This is the perfect question! First, I want people to rethink our relationship to US liberal democracy. For Black and Indigenous radicals (and other radicals!), it’s not a profound point. But I think they would agree with me that many of our people believe that it is the only game in town! As a political ideology, what is it based upon? African enslavement and Indigenous dispossession. How can we trust a political ideology based on that?! I want Black and Indigenous folks to stop being anti-Black or anti-Indigenous. Here are a few examples. I want Black folks to stop claiming being Indigenous (i.e., Blackfoot, Cherokee) when you haven’t verified that with actual Cherokee people. I know there is anti-Blackness within many tribal nations, but they are one of the most documented tribal nations! You should be able to trace someone. The other thing is thinking that all “Indians owned slaves and therefore they owe us Black folks reparations.” Not all tribal nations enslaved Africans. That was the Five Tribes. The other thing is Native people acting surprised when Black folks (and vice versa) perpetuate anti-Indigenous sentiments like wearing racist mascots on their clothing. Solidarity is not natural. It takes hard work. Black queer feminist Audre Lorde told us in her essay, “Learning from the 60’s,” that anything worth doing will require intense labor. We can’t forget that. And we must do it with a radical love that requires accountability and patience.

EXERCISES TO COMPLETE:
1: Condense the paragraph beginning "This is the perfect question!" from the passage on Black and Indigenous solidarity into a short bulleted list that keeps its main points.
2: Write the next part of the passage on Black and Indigenous solidarity, starting right after its final sentence.

DATA SHOWN:
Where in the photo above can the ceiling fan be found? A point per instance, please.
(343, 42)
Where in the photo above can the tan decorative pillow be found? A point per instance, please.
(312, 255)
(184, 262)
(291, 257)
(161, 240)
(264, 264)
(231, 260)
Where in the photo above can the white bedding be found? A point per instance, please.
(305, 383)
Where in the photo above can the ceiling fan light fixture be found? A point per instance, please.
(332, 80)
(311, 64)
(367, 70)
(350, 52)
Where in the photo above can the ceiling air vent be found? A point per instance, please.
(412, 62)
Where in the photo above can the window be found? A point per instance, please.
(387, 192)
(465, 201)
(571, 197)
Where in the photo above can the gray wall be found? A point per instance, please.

RESPONSES BY ITEM NUMBER:
1:
- People should rethink their relationship to US liberal democracy, which many treat as the only option even though it rests on African enslavement and Indigenous dispossession.
- Black and Indigenous people should stop being anti-Black or anti-Indigenous.
- Black people should not claim Indigenous identity (e.g., Blackfoot, Cherokee) without verifying it with actual Cherokee people; the Cherokee are among the most documented tribal nations, so ancestry should be traceable.
- The claim that all Indians owned slaves and owe Black people reparations is false; only the Five Tribes enslaved Africans.
- Native people should not act surprised when Black people spread anti-Indigenous sentiment, such as wearing racist mascots, and the reverse also holds.
- Solidarity is not natural but takes hard work, as Audre Lorde wrote in "Learning from the 60's," and it must be done with a radical love that requires accountability and patience.

2:
Who are the intellectual heroes that inspire your work?
There are so many intellectuals who I consider heroes and sheroes, all of whom have inspired me to do the work that I do. I first have to begin with my aunt, Judy Mays (Saginaw Chippewa). Aunt Judy founded the third-ever public school—Medicine Bear American Indian Academy—with a Native American curriculum in Detroit, serving as its principal. Her vision was a product of her mother, my great-grandmother, Esther Shawboose Mays, who wanted a place where urban Indigenous youth could learn about culture and have an education for the future. Their examples inspired me to always continue learning and make sure I create work that will educate Black and Indigenous youth. My third shero is Geneva Smitherman, the ‘Queen of Black Language’ and author of one of the most profound books, Talkin and Testifyin: The Language of Black America. She’s been an academic mother to me since I was a senior in university. She always told me to make work for the people, and always to be about your work. I have to give a shout out to Robin D.G. Kelley. Currently my colleague at UCLA, his work and commitment to justice has always been inspiring. His work on Black culture, the Black working class and many other things has informed my thinking in profound ways. Pero Dagbovie is another historian who got me thinking about the importance of history not only in the past but how it reverberates well into the present. I could go on but these people have profoundly shaped my intellectual approach to my work.
In what way does your book help us imagine new worlds?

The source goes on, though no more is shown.